[Object position labeling entries]
+ + + +

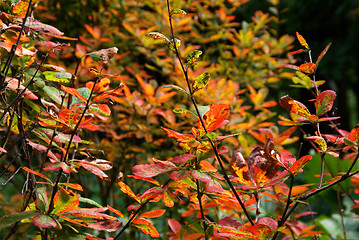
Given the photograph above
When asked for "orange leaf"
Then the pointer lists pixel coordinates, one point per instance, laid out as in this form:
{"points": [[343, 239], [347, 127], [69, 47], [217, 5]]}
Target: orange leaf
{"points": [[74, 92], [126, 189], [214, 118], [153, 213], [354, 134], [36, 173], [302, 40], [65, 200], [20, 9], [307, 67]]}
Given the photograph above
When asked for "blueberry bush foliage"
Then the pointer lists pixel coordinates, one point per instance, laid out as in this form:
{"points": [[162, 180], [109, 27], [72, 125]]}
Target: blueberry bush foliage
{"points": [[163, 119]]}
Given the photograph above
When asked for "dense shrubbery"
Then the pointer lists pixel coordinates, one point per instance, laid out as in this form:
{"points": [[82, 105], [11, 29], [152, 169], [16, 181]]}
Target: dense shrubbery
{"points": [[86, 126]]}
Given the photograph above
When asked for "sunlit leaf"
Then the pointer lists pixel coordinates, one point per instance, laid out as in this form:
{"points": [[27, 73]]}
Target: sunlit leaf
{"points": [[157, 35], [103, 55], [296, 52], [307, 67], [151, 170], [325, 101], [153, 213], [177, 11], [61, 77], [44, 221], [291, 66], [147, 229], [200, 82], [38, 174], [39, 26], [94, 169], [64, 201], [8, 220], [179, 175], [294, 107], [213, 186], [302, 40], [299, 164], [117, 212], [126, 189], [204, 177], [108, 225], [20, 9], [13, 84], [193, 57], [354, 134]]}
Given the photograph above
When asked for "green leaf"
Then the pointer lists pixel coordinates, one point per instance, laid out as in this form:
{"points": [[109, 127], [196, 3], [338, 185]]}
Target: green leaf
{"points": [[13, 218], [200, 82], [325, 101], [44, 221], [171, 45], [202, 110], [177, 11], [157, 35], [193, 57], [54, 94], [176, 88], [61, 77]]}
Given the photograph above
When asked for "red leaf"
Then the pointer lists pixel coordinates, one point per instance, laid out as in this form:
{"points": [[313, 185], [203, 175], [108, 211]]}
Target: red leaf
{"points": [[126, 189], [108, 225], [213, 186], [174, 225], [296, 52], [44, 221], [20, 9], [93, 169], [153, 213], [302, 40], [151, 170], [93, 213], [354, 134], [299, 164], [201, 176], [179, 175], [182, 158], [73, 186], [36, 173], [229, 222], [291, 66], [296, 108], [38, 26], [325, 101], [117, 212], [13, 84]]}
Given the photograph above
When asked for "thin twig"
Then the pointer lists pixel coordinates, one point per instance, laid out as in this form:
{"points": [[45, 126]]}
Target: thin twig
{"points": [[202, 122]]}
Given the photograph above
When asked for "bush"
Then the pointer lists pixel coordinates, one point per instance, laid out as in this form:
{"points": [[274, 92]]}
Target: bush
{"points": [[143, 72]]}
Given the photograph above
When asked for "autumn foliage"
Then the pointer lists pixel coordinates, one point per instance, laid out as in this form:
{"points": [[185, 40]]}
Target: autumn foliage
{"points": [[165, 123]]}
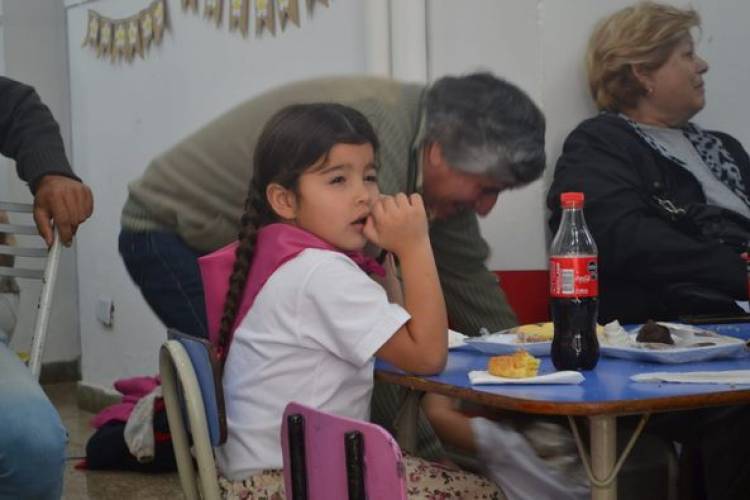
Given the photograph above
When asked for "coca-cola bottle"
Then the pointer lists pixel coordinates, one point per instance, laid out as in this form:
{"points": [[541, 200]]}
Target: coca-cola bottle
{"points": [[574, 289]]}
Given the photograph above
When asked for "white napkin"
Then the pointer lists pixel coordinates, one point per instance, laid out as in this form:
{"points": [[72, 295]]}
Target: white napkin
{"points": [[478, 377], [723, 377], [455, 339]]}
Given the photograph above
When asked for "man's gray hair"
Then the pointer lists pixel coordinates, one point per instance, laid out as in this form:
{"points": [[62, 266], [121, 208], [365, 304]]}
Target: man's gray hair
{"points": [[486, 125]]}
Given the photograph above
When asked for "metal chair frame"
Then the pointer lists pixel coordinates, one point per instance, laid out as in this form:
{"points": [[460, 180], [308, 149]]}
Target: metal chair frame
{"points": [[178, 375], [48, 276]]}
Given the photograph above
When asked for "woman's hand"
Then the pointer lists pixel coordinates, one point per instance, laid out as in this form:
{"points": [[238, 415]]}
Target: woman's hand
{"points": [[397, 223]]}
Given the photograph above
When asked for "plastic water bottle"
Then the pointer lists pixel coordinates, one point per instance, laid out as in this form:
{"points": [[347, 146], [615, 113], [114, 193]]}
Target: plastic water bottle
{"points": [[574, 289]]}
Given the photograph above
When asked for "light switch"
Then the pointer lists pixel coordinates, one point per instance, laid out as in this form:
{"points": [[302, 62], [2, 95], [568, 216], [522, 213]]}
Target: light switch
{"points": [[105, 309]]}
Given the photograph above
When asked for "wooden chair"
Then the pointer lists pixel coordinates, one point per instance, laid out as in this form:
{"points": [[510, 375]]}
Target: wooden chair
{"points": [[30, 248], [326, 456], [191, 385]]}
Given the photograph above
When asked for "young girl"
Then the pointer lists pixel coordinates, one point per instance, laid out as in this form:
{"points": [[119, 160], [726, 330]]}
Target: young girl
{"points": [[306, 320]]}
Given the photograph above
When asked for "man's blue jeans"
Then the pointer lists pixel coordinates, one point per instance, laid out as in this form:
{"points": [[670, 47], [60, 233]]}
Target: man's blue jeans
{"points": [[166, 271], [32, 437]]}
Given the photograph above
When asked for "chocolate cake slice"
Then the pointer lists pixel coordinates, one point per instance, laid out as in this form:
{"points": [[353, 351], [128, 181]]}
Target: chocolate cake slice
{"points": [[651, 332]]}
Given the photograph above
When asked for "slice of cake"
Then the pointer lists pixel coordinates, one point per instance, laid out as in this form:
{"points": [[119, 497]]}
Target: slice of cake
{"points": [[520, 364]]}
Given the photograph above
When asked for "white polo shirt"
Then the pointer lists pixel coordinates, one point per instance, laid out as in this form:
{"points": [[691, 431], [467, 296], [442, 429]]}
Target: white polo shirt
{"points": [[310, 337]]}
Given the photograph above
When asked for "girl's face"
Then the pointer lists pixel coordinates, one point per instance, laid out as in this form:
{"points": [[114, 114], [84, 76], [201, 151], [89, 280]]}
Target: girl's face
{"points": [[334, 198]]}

+ + + +

DIRECTIVE: Each line above is to be copied verbatim. Drop any image from the copy.

OUTPUT OF THE TASK:
Given the photograph above
When asked for "orange leaf"
Then the pointer lists pixel coordinates, one point per instance, laid out as in this form:
{"points": [[343, 239], [347, 127], [69, 47], [217, 5]]}
Target: orange leaf
{"points": [[74, 92], [126, 189], [214, 118], [153, 213], [354, 134], [36, 173], [302, 40], [65, 200], [20, 9], [307, 67]]}
Given the photograph above
When asked for "blueberry bush foliage"
Then the pointer lists pixel coordinates, one point per instance, laid out as in this form:
{"points": [[162, 180], [109, 27], [72, 125]]}
Target: blueberry bush foliage
{"points": [[163, 119]]}
Given the photograph above
When asked for "dense shrubbery"
Then the pointer lists pixel coordinates, one point per instance, laid out as in this form:
{"points": [[82, 105], [11, 29], [152, 169], [16, 181]]}
Target: dense shrubbery
{"points": [[86, 126]]}
Given the photograph above
When asked for "sunlit leaf"
Then the pointer lists pixel coordinates, one point per instance, laid out as in this form:
{"points": [[27, 73]]}
Target: sunlit leaf
{"points": [[157, 35], [103, 55], [296, 52], [307, 67], [151, 170], [325, 101], [153, 213], [177, 11], [61, 77], [44, 221], [291, 66], [147, 229], [200, 82], [38, 174], [39, 26], [94, 169], [64, 201], [8, 220], [179, 175], [294, 107], [213, 186], [302, 40], [299, 164], [117, 212], [126, 189], [204, 177], [108, 225], [20, 9], [13, 84], [193, 57], [354, 134]]}
Given the photograph above
When asked for "green leaf"
Then the pointer lists pixel coordinates, one point per instance, laid out as in this form:
{"points": [[109, 127], [196, 3], [338, 185]]}
Target: green leaf
{"points": [[13, 218], [200, 82], [325, 101], [44, 221], [171, 45], [202, 110], [177, 11], [157, 35], [193, 57], [54, 94], [176, 88], [61, 77]]}
Given the photograph above
When asked for "red leaf"
Then the pointer lists pixel coordinates, one point per instance, laid out as in this form:
{"points": [[313, 185], [203, 175], [108, 211]]}
Target: red leaf
{"points": [[126, 189], [108, 225], [213, 186], [174, 225], [296, 52], [44, 221], [20, 9], [93, 169], [153, 213], [302, 40], [151, 170], [93, 213], [354, 134], [299, 164], [201, 176], [179, 175], [182, 158], [73, 186], [36, 173], [229, 222], [291, 66], [296, 108], [38, 26], [325, 101], [117, 212], [13, 84]]}
Given the photograph above
When asked for "thin twig"
Then the pointer lists pixel coordinates, one point per instance, laid out as in this form:
{"points": [[45, 126]]}
Target: thin twig
{"points": [[202, 122]]}
Given the photograph above
When asked for "bush"
Then the pointer lists pixel coordinates, one point per instance, laid out as in this form:
{"points": [[274, 92]]}
Target: bush
{"points": [[143, 72]]}
Given the photograph above
When asked for "autumn foliage"
Then the pointer lists pixel coordinates, one point per instance, laid out as in this form:
{"points": [[185, 40]]}
Target: autumn foliage
{"points": [[165, 123]]}
Given the photograph above
When asked for "coca-cola bottle"
Then the pointer lists pixel coordinates, one point per instance, laid out as in this form:
{"points": [[541, 200]]}
Target: coca-cola bottle
{"points": [[574, 289]]}
Given the photograph above
When asked for "white napkin"
Then the pointer lists pixel coordinates, one point per instance, laid out as in this form:
{"points": [[72, 295]]}
Target: white napkin
{"points": [[478, 377], [723, 377], [455, 339]]}
Given the photograph above
When asked for "man's gray hair"
Then the pointer lists pixel coordinates, one point per instance, laid out as in this form:
{"points": [[62, 266], [121, 208], [365, 304]]}
Target: man's gray hair
{"points": [[486, 125]]}
Given the photograph above
When asked for "metal chair frame"
Then the pointer lists pixel coordinates, one point per instance, laid out as in this form:
{"points": [[460, 180], [308, 149]]}
Target: metal chair frame
{"points": [[178, 375], [48, 276]]}
Given the photograph above
When asked for "woman's hand"
Then the pointer lists pixel coordinates, one point per instance, laid out as in this form:
{"points": [[238, 415]]}
Target: woman's hand
{"points": [[397, 223]]}
Given the photograph above
When asked for "plastic water bottle"
Then the pointer lists pixel coordinates, one point per instance, laid out as in this form:
{"points": [[347, 146], [615, 113], [114, 193]]}
Target: plastic water bottle
{"points": [[574, 289]]}
Given the photograph above
When asked for "light switch"
Then the pointer lists pixel coordinates, one point per instance, laid out as in this form:
{"points": [[302, 62], [2, 95], [568, 216], [522, 213]]}
Target: light switch
{"points": [[105, 309]]}
Given the photograph above
When asked for "wooden chair"
Then the pointer lists pixel coordinates, one point per instance, laid out as in this form:
{"points": [[510, 375]]}
Target: wooden chair
{"points": [[30, 248], [326, 456], [191, 385]]}
Given the photograph above
When asked for "young girl"
Then the pointer lists pixel coordinates, one point per instance, laid out as in this form:
{"points": [[119, 160], [726, 330]]}
Target: young girl
{"points": [[306, 320]]}
Given the photograph above
When asked for "man's blue jeans"
Then the pointer lists pixel coordinates, one point per instance, laid out as in this form:
{"points": [[670, 47], [60, 233]]}
Target: man's blue jeans
{"points": [[166, 271], [32, 437]]}
Given the photograph above
When asked for "chocolate cake slice"
Then the pointer lists pixel coordinates, one point per instance, laid out as in this form:
{"points": [[353, 351], [128, 181]]}
Target: chocolate cake slice
{"points": [[651, 332]]}
Given the photograph above
When asked for "slice of cake"
Then the pointer lists pixel coordinates, one point per instance, laid out as in this form:
{"points": [[119, 497]]}
Target: slice of cake
{"points": [[520, 364]]}
Given the photograph above
When asked for "white polo shirt"
Then the pointer lists pixel coordinates, one point per instance, laid out as in this form:
{"points": [[691, 431], [467, 296], [442, 429]]}
Target: white polo shirt
{"points": [[310, 337]]}
Given the photograph above
When asked for "girl's face"
Then the pointer lists pixel coordinates, one point per instance, laid out as in this form:
{"points": [[114, 114], [84, 76], [201, 151], [89, 280]]}
Target: girl's face
{"points": [[334, 198]]}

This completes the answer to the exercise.